Exercise directions
Reproduce all of the material below word for word, leaving out the pictures.

Records supplied
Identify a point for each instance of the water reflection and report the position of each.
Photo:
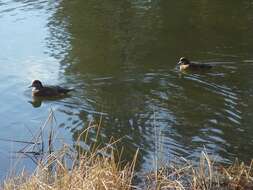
(121, 58)
(125, 52)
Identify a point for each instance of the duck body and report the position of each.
(47, 91)
(185, 64)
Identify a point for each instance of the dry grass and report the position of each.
(205, 176)
(76, 169)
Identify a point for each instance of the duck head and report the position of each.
(183, 61)
(36, 84)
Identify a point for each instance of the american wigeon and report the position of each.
(185, 64)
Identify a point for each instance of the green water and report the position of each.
(121, 57)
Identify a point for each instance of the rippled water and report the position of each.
(121, 57)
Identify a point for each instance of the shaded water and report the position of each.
(121, 57)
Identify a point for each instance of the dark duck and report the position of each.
(185, 64)
(40, 90)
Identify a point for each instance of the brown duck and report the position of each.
(48, 91)
(185, 64)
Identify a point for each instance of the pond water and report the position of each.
(121, 57)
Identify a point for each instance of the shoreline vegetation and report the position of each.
(102, 168)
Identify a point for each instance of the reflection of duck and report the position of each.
(185, 64)
(48, 91)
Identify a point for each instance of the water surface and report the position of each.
(121, 57)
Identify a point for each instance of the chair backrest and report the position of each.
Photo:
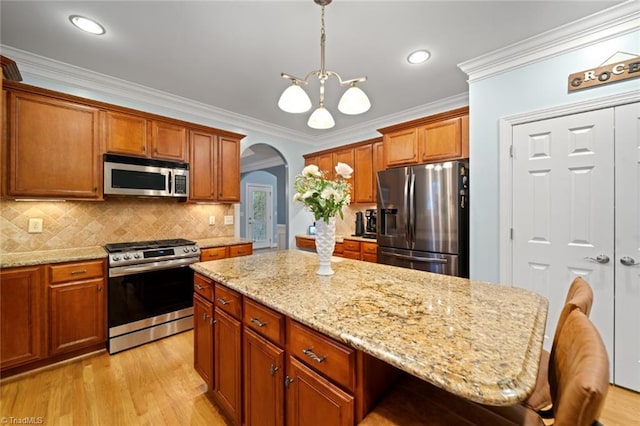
(578, 372)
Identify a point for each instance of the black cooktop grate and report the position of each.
(147, 245)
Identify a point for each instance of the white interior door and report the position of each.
(627, 263)
(259, 215)
(563, 212)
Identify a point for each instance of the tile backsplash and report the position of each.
(95, 223)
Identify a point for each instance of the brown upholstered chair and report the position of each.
(580, 295)
(578, 378)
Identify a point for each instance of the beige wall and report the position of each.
(95, 223)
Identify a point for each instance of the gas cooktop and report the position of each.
(147, 245)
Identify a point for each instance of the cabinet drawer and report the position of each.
(307, 243)
(355, 255)
(264, 321)
(350, 245)
(339, 249)
(228, 300)
(369, 248)
(241, 250)
(203, 286)
(214, 253)
(75, 271)
(333, 359)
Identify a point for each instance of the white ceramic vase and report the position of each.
(325, 244)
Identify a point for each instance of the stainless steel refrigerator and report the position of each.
(423, 217)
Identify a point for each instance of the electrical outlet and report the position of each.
(35, 225)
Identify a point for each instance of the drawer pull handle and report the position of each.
(273, 369)
(308, 352)
(257, 322)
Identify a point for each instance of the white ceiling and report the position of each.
(229, 54)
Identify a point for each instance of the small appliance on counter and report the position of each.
(359, 224)
(370, 227)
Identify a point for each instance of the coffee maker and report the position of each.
(359, 224)
(370, 226)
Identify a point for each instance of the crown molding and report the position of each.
(89, 83)
(609, 23)
(93, 82)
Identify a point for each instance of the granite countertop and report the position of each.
(30, 258)
(219, 241)
(479, 340)
(341, 238)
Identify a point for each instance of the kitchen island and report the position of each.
(478, 340)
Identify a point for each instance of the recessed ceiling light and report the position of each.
(86, 24)
(418, 57)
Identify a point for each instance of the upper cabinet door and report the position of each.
(401, 147)
(228, 169)
(125, 133)
(203, 184)
(54, 148)
(168, 141)
(441, 140)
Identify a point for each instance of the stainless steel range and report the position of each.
(150, 290)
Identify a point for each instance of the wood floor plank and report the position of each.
(155, 384)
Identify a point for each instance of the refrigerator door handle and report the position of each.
(416, 258)
(412, 208)
(407, 205)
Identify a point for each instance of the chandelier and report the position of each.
(295, 100)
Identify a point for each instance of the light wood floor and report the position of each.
(155, 384)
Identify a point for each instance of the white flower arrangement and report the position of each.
(322, 196)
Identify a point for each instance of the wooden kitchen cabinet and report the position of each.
(22, 316)
(125, 133)
(77, 301)
(369, 252)
(228, 169)
(203, 338)
(439, 137)
(169, 141)
(227, 364)
(244, 249)
(313, 400)
(214, 253)
(54, 147)
(263, 381)
(214, 167)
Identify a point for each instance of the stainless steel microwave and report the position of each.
(145, 177)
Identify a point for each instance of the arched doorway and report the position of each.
(264, 212)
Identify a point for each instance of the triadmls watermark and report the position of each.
(27, 420)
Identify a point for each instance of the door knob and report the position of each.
(601, 258)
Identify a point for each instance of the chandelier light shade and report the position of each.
(295, 100)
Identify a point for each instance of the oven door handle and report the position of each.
(148, 267)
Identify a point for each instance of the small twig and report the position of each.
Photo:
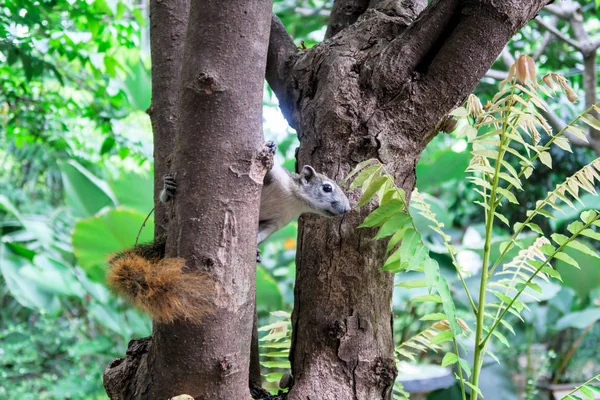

Final answer
Identify a point for each instance of the water reflection and report the position of each.
Photo:
(121, 58)
(125, 52)
Identify a point for each instance of the duck body and report the position of each.
(47, 91)
(185, 64)
Identify a point for each instance of the dry grass and report the position of each.
(205, 176)
(76, 169)
Identify a point for each instance of the duck head and report the position of each.
(183, 61)
(36, 84)
Identify a point for each instance of the american wigeon and report the position of each.
(185, 64)
Identify a point for each instance of the green water and report the position of each.
(121, 57)
Identify a point for each instance of the rippled water and report the position of each.
(121, 57)
Identify a point for each instance of the shaded water and report the position of each.
(121, 57)
Identify a point for each instance of the dark duck and report the position of each.
(185, 64)
(40, 90)
Identify a point for each instance of the brown duck and report the position of each.
(48, 91)
(185, 64)
Identify a point for each instance of the pond water and report the position of each.
(121, 57)
Identify a point for each instance of the shoreline vegetation and report the position of each.
(102, 168)
Identify a point for each instance of the reflection of duck and report the position of each.
(185, 64)
(48, 91)
Identify a point for each instance of the water surface and report the position of each.
(121, 57)
Identify a point for each instance of the chair backrest and report the position of each.
Photo:
(578, 372)
Identify a point for each instance of the black cooktop grate and report the position of each.
(147, 245)
Identify a point for each instance of the white interior door and report the position of each.
(627, 263)
(259, 215)
(563, 212)
Identify a point for each instance of the tile backsplash and report the position of each.
(95, 223)
Identify a point for each instance of the brown upholstered chair and report the position of each.
(580, 295)
(578, 378)
Identify a point for each instance of the beige wall and report the position of each.
(95, 223)
Identify a point for each instance of the gas cooktop and report the position of each.
(147, 245)
Identify a point for each instance of the cabinet drawer and report the position of each.
(307, 243)
(355, 255)
(264, 321)
(350, 245)
(339, 249)
(228, 300)
(369, 248)
(241, 250)
(203, 286)
(214, 253)
(75, 271)
(333, 359)
Identify a point for each instance of the white ceramic vase and report the position of each.
(325, 244)
Identify a point for each instance of the stainless steel refrigerator and report the position of each.
(423, 217)
Identify a point for each instance of the electrical outlet and report the position of each.
(35, 225)
Identify a point for each instance of the drawer pull handle and report the position of each.
(273, 369)
(308, 352)
(257, 322)
Identify a point for each instance of the white ceiling and report the position of each.
(229, 54)
Identify a point for each instance of the small appliance on counter and report the position of each.
(359, 224)
(370, 227)
Identify a point for each instance of the coffee maker and report the position of each.
(359, 224)
(370, 226)
Identify a point for each instance of the crown molding and report the position of each.
(89, 83)
(609, 23)
(93, 82)
Identify a point for each instance of the granite countertop and report the position of each.
(30, 258)
(219, 241)
(479, 340)
(341, 238)
Identify a point for each instance of the kitchen island and report the position of each.
(478, 340)
Identify a point for each instance of the recessed ceiling light and report the position of each.
(86, 24)
(418, 57)
Identify a point for each instance of the upper cabinet door and report the position of each.
(401, 147)
(228, 169)
(125, 133)
(203, 184)
(54, 148)
(168, 141)
(441, 140)
Identify a point for each instance of the stainless steel range and report the position of each.
(150, 290)
Identify a point for each instance of the wood floor plank and report the position of each.
(155, 384)
Identify a point for each instance of the refrigerator door handle and report the position of each.
(416, 258)
(412, 208)
(407, 205)
Identify a point for each instance of the chandelier and report the position of each.
(295, 100)
Identify a point for each instance of the light wood floor and report the position of each.
(155, 384)
Identify a point for each instance of the white flower arrangement and report the position of each.
(322, 196)
Identify a point for each instance of the wooden kitchen cabinet and report the position of each.
(22, 316)
(125, 133)
(77, 301)
(369, 252)
(228, 169)
(203, 338)
(439, 137)
(169, 141)
(227, 364)
(244, 249)
(313, 400)
(214, 253)
(54, 147)
(263, 381)
(214, 167)
Identify a point for each instance of the stainless steel microwave and report the position of each.
(145, 177)
Identify a point for each instance of the arched doorway and report the position of each.
(264, 212)
Identify a point for each instance of the triadmls watermark and report the position of each.
(27, 420)
Identify a point for each instance of the door knob and report the position of each.
(601, 258)
Identify a point for each instance of the chandelier light shade and report the position of each.
(295, 100)
Identify a point for each instance of the oven door handle and report the position of each.
(148, 267)
Identify a point for each instance of the small twig and report the position of each.
Photo:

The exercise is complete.